(Coordinate annotation entries)

● ● ●

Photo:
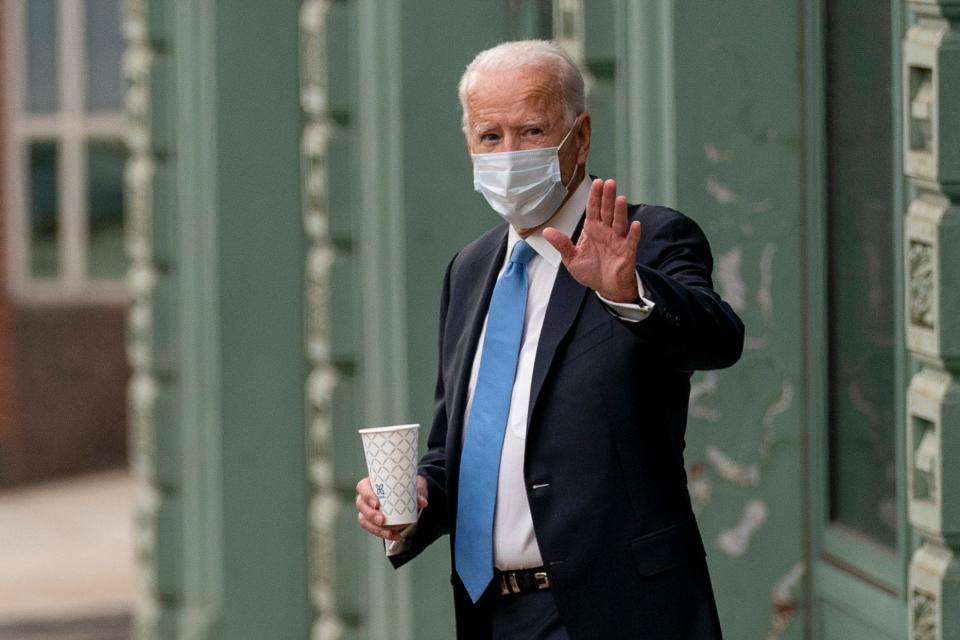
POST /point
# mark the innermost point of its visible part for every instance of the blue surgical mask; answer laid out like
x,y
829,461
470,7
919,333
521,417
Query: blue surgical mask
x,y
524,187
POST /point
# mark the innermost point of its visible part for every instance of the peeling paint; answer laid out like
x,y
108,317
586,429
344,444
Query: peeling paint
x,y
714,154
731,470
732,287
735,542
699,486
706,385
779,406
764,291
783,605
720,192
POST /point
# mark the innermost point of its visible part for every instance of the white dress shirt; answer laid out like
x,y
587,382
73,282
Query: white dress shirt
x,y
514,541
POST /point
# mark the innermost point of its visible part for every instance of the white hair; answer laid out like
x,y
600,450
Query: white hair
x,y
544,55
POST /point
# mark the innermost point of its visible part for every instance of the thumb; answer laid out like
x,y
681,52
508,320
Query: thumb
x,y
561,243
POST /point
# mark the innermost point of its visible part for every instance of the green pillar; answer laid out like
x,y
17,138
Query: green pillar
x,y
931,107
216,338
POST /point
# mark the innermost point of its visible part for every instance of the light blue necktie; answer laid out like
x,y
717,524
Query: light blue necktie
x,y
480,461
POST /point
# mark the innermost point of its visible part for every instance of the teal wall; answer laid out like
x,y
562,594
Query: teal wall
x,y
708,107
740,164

● ● ●

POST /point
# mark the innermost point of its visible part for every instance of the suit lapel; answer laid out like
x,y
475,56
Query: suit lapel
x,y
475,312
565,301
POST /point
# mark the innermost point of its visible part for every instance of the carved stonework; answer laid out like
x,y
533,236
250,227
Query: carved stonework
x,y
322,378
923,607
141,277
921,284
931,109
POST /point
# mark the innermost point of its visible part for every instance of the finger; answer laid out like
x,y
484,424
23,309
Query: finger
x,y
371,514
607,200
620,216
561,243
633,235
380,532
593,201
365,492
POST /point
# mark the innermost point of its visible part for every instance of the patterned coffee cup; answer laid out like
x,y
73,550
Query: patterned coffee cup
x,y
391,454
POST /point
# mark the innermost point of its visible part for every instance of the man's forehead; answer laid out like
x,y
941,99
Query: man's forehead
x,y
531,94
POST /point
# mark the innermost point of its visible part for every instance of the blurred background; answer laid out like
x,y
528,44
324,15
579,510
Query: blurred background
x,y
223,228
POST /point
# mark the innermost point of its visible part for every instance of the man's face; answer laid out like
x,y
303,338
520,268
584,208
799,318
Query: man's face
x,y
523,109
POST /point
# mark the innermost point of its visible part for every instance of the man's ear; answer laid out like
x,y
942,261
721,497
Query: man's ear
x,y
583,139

● ● ●

WHAT THIS TASK INVOLVES:
Find every line in the rows above that contains the string "necktie", and copy each one out. Uppercase and lowercase must match.

IN RESPONSE:
# mark the innermost point of its visible part for every instance of the light blue necktie; answer laid out like
Query: light blue necktie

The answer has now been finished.